The visible part of the tongue is either between the cutting edges of the top incisors, or in close proximity to the lower third of the back of the top incisors.
 
Excessive tongue protrusion is inappropriate and not conducive to quick lingual movement. It’s effortful and will not successfully carryover into coarticulated speech.
 

Sound-Stim Tasks Via Successive Approximations

4. Sound Stim from /i/ (ee)
 
The /i/ is a high, tense front vowel that stabilizes on the lingual sides (usually the cusps) of the top back teeth.
 
Produce /i/, sustain, then slide the tongue forward along the “rails” of the sides/cutting edges of the top teeth, to just between the incisors; add airflow and say ”th.” Be sure the jaw lowers and does not move forward in an effort to assist in the tongue’s movement.
 
5. Sound Stim from /n/
 
Sustain the /n/ production and slide forward to theunvoiced “th” placement. The /n/ a nice, close approximation: just slide forward and down the contour of the top incisors; then add airflow. The slide helps to provide tactile guidance for the tongue as it moves. This slide, however, doesn’t work as well for the voiced “th.”
 
6. Sound Stim from an Interdental /t/
 
Produce a forward, against-the-edges-of-the-front-teeth mildly plosive /t/. Just the tongue moves and interacts; make sure it’s not jaw-driven. Then progressively over-aspirate the sound, sustain the airflow, and shape the tongue into a “th” placement.
 

Additional Techniques

7. Placement and Movement Practice: To and From the “Th” Placement
 
Once the “th” (either theunvoiced or voiced) is pretty consistent, add simulated oral movement. First, ask him to place his lips, tongue and jaw into the good resting position (lips are closed, the tongue is up, and the jaw is gently relaxed). Then, with eyes closed, ask him to focus and feel his tongue’s movement as it moves into the “th” placement, say the sound, then move back to the resting position. Practice this mini-movement several times over two weeks, at least.

= Stored items =
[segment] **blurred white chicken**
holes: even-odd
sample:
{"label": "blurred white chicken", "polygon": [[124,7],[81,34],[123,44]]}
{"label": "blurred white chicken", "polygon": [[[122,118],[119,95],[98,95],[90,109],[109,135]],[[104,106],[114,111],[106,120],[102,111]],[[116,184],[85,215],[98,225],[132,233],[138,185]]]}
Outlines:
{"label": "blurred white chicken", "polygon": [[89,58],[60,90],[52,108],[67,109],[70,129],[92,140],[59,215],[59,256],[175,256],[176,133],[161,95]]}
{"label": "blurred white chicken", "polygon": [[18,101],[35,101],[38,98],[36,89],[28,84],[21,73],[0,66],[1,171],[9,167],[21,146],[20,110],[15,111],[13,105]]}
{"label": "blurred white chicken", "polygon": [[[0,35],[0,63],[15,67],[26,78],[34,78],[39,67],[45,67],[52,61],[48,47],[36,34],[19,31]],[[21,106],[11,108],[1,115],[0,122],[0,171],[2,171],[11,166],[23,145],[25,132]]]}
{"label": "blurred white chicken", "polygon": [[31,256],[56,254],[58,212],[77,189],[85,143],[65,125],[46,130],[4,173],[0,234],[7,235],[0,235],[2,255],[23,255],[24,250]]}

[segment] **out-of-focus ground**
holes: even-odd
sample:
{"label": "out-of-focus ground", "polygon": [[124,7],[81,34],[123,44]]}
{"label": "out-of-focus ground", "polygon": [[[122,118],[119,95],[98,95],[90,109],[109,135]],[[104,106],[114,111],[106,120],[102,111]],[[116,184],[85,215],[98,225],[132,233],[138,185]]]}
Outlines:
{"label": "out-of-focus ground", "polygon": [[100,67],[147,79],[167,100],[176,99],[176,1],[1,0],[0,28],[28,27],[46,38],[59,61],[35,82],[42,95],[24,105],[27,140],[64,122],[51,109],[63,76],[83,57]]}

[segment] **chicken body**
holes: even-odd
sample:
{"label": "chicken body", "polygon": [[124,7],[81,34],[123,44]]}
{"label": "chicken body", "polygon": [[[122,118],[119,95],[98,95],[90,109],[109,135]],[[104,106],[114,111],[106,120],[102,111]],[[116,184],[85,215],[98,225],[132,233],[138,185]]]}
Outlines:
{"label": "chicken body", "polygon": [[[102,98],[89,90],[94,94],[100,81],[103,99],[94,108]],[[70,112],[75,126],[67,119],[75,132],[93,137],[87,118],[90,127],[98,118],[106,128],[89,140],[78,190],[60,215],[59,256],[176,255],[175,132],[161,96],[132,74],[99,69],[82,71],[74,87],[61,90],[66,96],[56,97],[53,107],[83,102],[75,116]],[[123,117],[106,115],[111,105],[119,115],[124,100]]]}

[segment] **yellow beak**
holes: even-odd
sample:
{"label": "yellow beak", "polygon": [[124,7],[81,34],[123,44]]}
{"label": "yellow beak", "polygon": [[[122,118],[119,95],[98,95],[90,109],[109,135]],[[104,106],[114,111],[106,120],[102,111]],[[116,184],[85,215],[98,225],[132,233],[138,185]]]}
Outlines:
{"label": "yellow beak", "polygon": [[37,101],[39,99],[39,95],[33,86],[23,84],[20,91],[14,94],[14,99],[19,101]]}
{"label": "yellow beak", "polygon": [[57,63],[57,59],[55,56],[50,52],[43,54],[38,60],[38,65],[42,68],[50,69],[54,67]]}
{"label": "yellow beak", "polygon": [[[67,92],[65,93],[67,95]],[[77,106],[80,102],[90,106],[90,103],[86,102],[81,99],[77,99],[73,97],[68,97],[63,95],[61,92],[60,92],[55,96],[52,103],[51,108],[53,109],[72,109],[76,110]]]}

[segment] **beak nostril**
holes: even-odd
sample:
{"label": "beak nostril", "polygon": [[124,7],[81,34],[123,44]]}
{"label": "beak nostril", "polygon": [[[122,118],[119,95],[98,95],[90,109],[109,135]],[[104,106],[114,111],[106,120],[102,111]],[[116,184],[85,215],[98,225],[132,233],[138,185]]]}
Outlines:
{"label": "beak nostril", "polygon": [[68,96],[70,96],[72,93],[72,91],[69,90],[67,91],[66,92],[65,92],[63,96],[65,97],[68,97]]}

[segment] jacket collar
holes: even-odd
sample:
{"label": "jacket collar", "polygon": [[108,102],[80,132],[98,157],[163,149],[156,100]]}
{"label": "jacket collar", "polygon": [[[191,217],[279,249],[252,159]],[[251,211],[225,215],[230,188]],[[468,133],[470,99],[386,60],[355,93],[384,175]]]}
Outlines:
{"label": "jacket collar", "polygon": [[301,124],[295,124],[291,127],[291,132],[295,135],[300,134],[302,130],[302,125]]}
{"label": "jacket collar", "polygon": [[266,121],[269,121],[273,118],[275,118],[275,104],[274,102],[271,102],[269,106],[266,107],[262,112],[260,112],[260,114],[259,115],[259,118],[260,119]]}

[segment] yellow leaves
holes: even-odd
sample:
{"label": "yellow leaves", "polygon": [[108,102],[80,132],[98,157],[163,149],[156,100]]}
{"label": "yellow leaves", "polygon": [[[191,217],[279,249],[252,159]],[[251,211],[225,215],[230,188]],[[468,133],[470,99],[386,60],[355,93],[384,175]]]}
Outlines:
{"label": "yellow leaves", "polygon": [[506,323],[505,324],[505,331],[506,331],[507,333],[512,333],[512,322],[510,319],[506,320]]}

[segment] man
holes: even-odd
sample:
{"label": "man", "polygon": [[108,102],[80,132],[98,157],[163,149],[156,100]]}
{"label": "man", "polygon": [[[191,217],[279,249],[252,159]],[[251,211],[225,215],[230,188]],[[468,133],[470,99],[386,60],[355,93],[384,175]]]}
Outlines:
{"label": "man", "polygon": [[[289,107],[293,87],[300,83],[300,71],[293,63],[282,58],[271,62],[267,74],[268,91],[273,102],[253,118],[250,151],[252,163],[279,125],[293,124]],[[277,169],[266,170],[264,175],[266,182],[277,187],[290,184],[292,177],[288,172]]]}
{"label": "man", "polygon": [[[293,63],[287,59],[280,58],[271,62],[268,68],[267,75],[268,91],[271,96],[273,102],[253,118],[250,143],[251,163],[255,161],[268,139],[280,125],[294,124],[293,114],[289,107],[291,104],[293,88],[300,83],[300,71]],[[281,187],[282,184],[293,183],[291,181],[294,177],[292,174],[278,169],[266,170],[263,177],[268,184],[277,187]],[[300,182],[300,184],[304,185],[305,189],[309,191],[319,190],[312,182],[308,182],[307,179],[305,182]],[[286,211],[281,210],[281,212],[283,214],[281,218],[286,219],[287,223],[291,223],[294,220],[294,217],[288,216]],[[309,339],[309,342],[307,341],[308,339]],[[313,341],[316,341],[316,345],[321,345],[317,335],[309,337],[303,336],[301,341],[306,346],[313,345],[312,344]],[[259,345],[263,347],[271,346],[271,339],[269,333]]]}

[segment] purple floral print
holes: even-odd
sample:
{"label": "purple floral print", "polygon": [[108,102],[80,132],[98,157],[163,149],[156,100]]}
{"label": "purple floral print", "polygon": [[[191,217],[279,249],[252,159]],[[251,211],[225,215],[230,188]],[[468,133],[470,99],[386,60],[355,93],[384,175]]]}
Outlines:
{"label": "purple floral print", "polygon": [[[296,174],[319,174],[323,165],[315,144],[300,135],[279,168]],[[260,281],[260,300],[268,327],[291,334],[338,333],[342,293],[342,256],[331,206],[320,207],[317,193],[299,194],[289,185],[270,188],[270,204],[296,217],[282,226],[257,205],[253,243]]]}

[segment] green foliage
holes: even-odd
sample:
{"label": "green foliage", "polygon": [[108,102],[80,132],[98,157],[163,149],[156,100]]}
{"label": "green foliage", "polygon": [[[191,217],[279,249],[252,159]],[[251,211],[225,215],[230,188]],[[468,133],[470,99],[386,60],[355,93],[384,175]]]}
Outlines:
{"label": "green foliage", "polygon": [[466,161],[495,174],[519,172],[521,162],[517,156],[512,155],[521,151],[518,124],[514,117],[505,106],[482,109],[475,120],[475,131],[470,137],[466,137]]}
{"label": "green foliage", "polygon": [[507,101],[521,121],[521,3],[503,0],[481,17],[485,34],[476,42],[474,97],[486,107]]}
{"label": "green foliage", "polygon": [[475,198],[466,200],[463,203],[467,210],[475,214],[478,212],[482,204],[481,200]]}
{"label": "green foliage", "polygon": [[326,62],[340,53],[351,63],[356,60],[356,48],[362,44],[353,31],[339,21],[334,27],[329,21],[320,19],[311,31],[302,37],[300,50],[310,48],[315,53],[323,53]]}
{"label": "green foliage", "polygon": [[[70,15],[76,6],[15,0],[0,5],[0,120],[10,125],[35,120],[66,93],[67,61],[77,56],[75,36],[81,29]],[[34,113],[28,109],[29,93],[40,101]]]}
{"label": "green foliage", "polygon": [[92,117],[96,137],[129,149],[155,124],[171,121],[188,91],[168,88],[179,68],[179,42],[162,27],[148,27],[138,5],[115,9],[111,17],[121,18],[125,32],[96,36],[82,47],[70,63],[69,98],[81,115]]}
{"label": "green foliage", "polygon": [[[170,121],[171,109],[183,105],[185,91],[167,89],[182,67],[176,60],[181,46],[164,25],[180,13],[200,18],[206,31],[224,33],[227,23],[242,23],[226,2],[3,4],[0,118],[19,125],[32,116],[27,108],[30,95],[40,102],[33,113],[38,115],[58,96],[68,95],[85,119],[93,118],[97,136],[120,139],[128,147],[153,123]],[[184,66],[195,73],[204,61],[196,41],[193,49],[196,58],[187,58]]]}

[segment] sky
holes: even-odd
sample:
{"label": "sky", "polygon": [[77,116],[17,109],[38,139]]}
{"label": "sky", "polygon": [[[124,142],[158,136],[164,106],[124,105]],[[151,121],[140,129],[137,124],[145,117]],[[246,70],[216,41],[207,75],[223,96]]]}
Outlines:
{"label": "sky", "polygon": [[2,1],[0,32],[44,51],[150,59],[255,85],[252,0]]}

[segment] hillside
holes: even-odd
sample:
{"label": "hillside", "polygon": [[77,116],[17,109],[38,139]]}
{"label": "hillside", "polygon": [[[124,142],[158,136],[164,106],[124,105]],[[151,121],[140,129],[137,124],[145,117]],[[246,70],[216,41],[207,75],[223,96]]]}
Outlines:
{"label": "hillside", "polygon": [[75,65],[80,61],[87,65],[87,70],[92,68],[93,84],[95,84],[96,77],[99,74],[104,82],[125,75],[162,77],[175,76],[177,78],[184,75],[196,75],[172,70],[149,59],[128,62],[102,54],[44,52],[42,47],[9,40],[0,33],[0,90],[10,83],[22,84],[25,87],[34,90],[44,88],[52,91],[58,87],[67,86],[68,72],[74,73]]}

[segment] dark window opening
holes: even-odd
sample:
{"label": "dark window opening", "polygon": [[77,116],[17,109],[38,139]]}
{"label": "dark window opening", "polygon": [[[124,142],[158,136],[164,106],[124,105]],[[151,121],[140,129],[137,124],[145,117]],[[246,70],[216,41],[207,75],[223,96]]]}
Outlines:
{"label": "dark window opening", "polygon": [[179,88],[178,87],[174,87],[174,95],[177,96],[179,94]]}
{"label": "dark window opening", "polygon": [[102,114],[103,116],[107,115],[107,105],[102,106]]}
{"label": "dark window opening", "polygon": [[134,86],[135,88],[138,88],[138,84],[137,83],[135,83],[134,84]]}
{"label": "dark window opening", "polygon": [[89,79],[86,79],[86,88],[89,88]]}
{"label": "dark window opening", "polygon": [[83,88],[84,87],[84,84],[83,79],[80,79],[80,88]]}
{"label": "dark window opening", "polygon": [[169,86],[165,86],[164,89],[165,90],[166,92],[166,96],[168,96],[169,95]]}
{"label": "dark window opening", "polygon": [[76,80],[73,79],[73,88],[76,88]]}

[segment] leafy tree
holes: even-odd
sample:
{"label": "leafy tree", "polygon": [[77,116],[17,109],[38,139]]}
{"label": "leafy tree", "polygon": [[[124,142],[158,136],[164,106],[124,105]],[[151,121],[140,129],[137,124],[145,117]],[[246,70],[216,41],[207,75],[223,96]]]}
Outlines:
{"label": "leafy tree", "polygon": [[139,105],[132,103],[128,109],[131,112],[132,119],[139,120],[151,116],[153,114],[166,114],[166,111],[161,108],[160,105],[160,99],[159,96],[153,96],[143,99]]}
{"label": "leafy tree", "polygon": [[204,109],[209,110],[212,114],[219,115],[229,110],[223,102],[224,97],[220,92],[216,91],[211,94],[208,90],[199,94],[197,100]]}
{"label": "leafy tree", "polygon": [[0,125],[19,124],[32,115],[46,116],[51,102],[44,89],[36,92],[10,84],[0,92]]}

= What is required =
Reproduce the passage on producing the "th" sound from "6. Sound Stim" up to and including "weeks, at least.", swapping every instance of "resting position" for "neutral position".

= Your response =
6. Sound Stim from an Interdental /t/
 
Produce a forward, against-the-edges-of-the-front-teeth mildly plosive /t/. Just the tongue moves and interacts; make sure it’s not jaw-driven. Then progressively over-aspirate the sound, sustain the airflow, and shape the tongue into a “th” placement.
 

Additional Techniques

7. Placement and Movement Practice: To and From the “Th” Placement
 
Once the “th” (either theunvoiced or voiced) is pretty consistent, add simulated oral movement. First, ask him to place his lips, tongue and jaw into the good neutral position (lips are closed, the tongue is up, and the jaw is gently relaxed). Then, with eyes closed, ask him to focus and feel his tongue’s movement as it moves into the “th” placement, say the sound, then move back to the neutral position. Practice this mini-movement several times over two weeks, at least.